**EXERCISE DETAILS**. Rewrite the data below, replacing every occurrence of "rough mask" with "coarse mask" and leaving all other text unchanged. Omit the pictures from your answer.

**Stored data**.
########
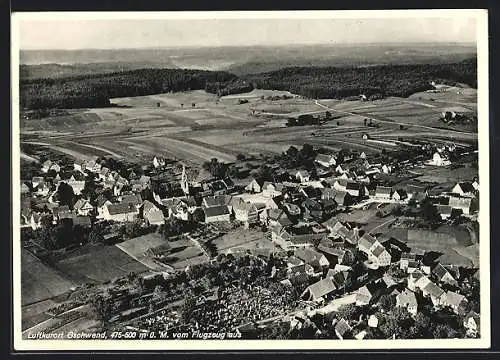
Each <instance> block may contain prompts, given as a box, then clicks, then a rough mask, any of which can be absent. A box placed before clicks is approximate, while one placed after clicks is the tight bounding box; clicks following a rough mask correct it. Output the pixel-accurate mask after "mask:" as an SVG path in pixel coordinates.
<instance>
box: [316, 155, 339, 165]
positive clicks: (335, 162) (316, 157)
mask: <svg viewBox="0 0 500 360" xmlns="http://www.w3.org/2000/svg"><path fill="white" fill-rule="evenodd" d="M314 161H316V162H317V163H318V164H320V165H322V166H324V167H330V166H335V165H336V164H337V161H336V160H335V156H333V155H326V154H318V155H316V158H315V159H314Z"/></svg>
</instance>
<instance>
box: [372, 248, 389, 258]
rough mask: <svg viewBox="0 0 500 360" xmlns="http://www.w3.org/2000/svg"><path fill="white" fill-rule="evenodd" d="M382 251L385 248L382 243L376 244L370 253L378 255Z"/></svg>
########
**SOLUTION FOR THIS TASK**.
Each <instance> block may contain prompts, given as a box, then clicks, then a coarse mask, any of which can be absent. A box placed before clicks is approximate, while one placed after clicks is the tight bounding box; clicks following a coarse mask correct it. Output the pixel-accurate mask after "mask:" as an SVG path in pixel coordinates.
<instance>
box: [316, 155, 339, 165]
positive clicks: (335, 162) (316, 157)
mask: <svg viewBox="0 0 500 360" xmlns="http://www.w3.org/2000/svg"><path fill="white" fill-rule="evenodd" d="M314 161H316V162H317V163H318V164H320V165H322V166H324V167H330V166H335V165H336V164H337V161H336V160H335V156H333V155H326V154H318V155H316V158H315V159H314Z"/></svg>
</instance>
<instance>
box: [372, 248, 389, 258]
coarse mask: <svg viewBox="0 0 500 360" xmlns="http://www.w3.org/2000/svg"><path fill="white" fill-rule="evenodd" d="M382 251L385 248L382 243L376 244L370 253L378 255Z"/></svg>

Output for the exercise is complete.